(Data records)
========
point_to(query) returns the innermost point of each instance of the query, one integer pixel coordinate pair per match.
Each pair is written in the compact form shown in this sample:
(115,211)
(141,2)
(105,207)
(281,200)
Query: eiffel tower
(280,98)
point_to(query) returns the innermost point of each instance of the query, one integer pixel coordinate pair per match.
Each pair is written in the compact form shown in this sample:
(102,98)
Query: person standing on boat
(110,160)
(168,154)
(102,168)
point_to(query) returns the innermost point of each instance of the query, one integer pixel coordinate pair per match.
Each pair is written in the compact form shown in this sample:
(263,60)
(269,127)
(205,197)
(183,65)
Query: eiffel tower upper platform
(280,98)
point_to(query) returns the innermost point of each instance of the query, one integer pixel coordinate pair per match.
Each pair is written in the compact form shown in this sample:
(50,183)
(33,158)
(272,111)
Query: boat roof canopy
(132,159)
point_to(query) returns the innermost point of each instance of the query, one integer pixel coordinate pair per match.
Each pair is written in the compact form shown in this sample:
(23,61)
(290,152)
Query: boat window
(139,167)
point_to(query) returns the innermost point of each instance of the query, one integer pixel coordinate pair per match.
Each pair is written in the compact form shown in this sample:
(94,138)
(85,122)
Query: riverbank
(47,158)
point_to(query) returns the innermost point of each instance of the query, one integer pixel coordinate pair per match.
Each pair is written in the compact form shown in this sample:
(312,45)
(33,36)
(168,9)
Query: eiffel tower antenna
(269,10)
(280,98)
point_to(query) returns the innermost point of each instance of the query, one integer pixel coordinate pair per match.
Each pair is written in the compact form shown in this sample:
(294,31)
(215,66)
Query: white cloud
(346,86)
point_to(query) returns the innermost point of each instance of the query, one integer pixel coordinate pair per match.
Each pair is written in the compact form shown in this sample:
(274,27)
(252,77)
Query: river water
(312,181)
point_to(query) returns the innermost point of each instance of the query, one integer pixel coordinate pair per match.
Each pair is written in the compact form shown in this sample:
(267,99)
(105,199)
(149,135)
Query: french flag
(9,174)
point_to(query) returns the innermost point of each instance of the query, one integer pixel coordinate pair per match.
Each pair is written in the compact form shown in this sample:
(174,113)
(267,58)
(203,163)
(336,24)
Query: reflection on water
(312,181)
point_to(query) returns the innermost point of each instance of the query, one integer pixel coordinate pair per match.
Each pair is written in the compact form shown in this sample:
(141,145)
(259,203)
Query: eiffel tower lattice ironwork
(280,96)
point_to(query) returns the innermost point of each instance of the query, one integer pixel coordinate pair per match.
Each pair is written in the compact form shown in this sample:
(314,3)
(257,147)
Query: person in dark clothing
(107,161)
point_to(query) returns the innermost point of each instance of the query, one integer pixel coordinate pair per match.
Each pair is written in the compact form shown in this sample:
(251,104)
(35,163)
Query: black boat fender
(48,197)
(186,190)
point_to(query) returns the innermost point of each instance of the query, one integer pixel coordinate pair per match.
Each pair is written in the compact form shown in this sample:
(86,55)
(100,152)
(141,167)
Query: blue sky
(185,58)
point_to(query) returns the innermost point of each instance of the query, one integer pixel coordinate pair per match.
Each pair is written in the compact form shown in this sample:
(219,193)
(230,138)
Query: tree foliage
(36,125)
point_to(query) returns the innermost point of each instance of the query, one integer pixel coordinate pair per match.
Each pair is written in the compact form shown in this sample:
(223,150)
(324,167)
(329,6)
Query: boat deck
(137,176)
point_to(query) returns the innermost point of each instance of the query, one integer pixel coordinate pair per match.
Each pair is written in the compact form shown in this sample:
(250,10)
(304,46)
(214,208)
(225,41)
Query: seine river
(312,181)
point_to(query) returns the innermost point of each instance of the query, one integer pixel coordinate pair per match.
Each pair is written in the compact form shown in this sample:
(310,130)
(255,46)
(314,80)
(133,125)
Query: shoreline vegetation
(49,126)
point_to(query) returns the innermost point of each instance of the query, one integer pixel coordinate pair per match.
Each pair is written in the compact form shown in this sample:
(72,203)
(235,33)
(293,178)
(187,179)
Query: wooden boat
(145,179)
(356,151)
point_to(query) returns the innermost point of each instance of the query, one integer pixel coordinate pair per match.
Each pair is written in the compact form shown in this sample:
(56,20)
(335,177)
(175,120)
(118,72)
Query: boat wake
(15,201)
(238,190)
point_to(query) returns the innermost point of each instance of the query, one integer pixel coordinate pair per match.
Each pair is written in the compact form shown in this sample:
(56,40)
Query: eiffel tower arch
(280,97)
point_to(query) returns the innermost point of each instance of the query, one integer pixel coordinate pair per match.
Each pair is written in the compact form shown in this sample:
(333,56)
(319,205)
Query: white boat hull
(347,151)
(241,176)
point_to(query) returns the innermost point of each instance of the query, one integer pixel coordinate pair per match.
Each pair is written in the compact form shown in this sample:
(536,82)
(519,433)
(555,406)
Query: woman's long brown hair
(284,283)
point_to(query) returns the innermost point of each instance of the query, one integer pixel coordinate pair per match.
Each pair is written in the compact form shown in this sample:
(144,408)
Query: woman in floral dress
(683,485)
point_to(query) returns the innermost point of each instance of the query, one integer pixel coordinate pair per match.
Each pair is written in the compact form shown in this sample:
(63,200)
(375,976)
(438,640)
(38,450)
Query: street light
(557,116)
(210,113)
========
*Exercise*
Repeat each record exactly, leaving nothing out.

*Problem solution*
point_to(query) returns the innermost point of each instance of the query, one integer pixel coordinate pair per match.
Each pair is written in the compact form shown in this sample:
(115,211)
(141,2)
(105,207)
(281,200)
Query: eiffel tower
(280,98)
point_to(query) returns the innermost point of each instance of the query, one integer pixel coordinate pair per match.
Each pair is written in the compact form shown in this sample:
(102,98)
Query: person standing on boat
(110,160)
(168,154)
(102,168)
point_to(query) returns the innermost point of each instance of the query, one integer pixel coordinate pair per match.
Each pair is written in the compact form shown in this sample:
(263,60)
(269,127)
(205,197)
(183,65)
Query: eiffel tower upper platform
(280,98)
point_to(query) returns the innermost point of each instance of the query, one integer pixel coordinate pair per match.
Each pair is written in the compact form shown in this sample:
(50,183)
(33,158)
(272,111)
Query: boat roof canopy
(132,159)
point_to(query) returns the innermost point of each instance of the query, one integer pixel coordinate pair per match.
Each pair is written in the compact form shown in this sample:
(23,61)
(290,152)
Query: boat window
(139,167)
point_to(query) returns the innermost point of each instance of the query, one integer pixel coordinate pair per match.
Each pair is written in the compact form shown in this sample:
(94,138)
(85,122)
Query: riverbank
(47,158)
point_to(query) returns the innermost point of each instance of the query, one integer pixel coordinate pair per match.
Each pair is written in the compact form shown in this sample:
(312,45)
(33,36)
(168,9)
Query: eiffel tower antenna
(269,10)
(280,98)
point_to(query) returns the innermost point of each instance of the query, one integer pixel coordinate pair per match.
Each pair is written in the compact form shown in this sample:
(294,31)
(215,66)
Query: white cloud
(346,86)
point_to(query) returns the innermost point of each instance of the query, one integer pixel coordinate pair per match.
Each pair is written in the compact form shown in this sample:
(274,27)
(252,77)
Query: river water
(312,181)
point_to(query) returns the innermost point of each instance of the query, one integer pixel coordinate pair per match.
Each pair is written in the compact form shown in this sample:
(267,99)
(105,199)
(149,135)
Query: french flag
(9,174)
point_to(query) returns the innermost point of each instance of the query, one integer pixel coordinate pair per match.
Each pair is written in the compact form shown in this sample:
(174,113)
(267,58)
(203,163)
(336,24)
Query: reflection on water
(312,181)
point_to(query) returns the innermost point of each instance of the query, one integer pixel coordinate pair per match.
Each pair is written in the compact form shown in this sample:
(141,145)
(259,203)
Query: eiffel tower lattice ironwork
(280,96)
point_to(query) returns the innermost point of each instance of the query, one integer pixel coordinate pair per match.
Each pair is written in the compact form shown in this sample:
(314,3)
(257,147)
Query: person in dark clothing
(107,161)
point_to(query) returns the innermost point of each instance of the query, one integer pixel coordinate pair per match.
Each pair is written in the compact form shown in this sample:
(251,104)
(35,163)
Query: black boat fender
(48,197)
(186,190)
point_to(query) returns the innermost point of each instance of the query, one integer pixel coordinate pair per match.
Each pair is written in the compact form shown in this sample:
(86,55)
(100,152)
(141,167)
Query: blue sky
(185,58)
point_to(query) returns the innermost point of each instance of the query, one integer pixel coordinate pair per match.
Each pair is written in the compact form shown in this sample:
(219,193)
(230,138)
Query: tree foliage
(36,125)
point_to(query) returns the innermost point of each instance of the query, one integer pixel coordinate pair per match.
Each pair is written in the compact form shown in this sample:
(223,150)
(324,167)
(329,6)
Query: boat deck
(137,176)
point_to(query) returns the innermost point of each instance of the query, one integer pixel coordinate pair per match.
Each pair is written in the compact form shown in this sample:
(250,10)
(304,46)
(214,208)
(225,41)
Query: seine river
(312,181)
point_to(query) returns the innermost point of each instance of the query, one integer pixel coordinate pair per match.
Each pair is written in the compact form shown in this sample:
(310,130)
(255,46)
(314,80)
(133,125)
Query: shoreline vegetation
(49,126)
point_to(query) returns the innermost point of each instance of the query, one integer pixel coordinate pair per match.
Each pair is written in the compact form shown in this sample:
(72,203)
(235,33)
(293,178)
(187,179)
Query: wooden boat
(145,179)
(356,151)
point_to(query) returns the innermost point of each instance of the query, one integer pixel coordinate pair per match.
Each pair is written in the compact form shown in this sample:
(56,20)
(335,177)
(175,120)
(118,72)
Query: boat wake
(15,201)
(238,190)
point_to(query) returns the innermost point of each instance of the query, one integer pixel coordinate pair per match.
Each pair is written in the compact form shown in this sample:
(56,40)
Query: eiffel tower arch
(280,97)
point_to(query) returns the innermost point of each instance of the query, one integer pixel coordinate pair per match.
Each pair is written in the compact form shown in this sample:
(333,56)
(319,205)
Query: white boat hull
(347,151)
(241,176)
point_to(query) returns the innermost point of each instance of the query, one integer pixel coordinate pair per match.
Each pair is written in the compact form shown in this sample:
(536,82)
(519,433)
(555,406)
Query: woman's long brown hair
(284,283)
point_to(query) returns the innermost point of each instance of the query, one integer pixel coordinate pair per match.
Each pair is written in the compact form shown in this sample:
(144,408)
Query: woman in floral dress
(683,485)
point_to(query) returns the innermost point of each instance of the query, one integer pixel coordinate pair per match.
Each pair is written in the compact form shown in this sample:
(63,200)
(375,976)
(438,640)
(38,450)
Query: street light
(557,116)
(210,113)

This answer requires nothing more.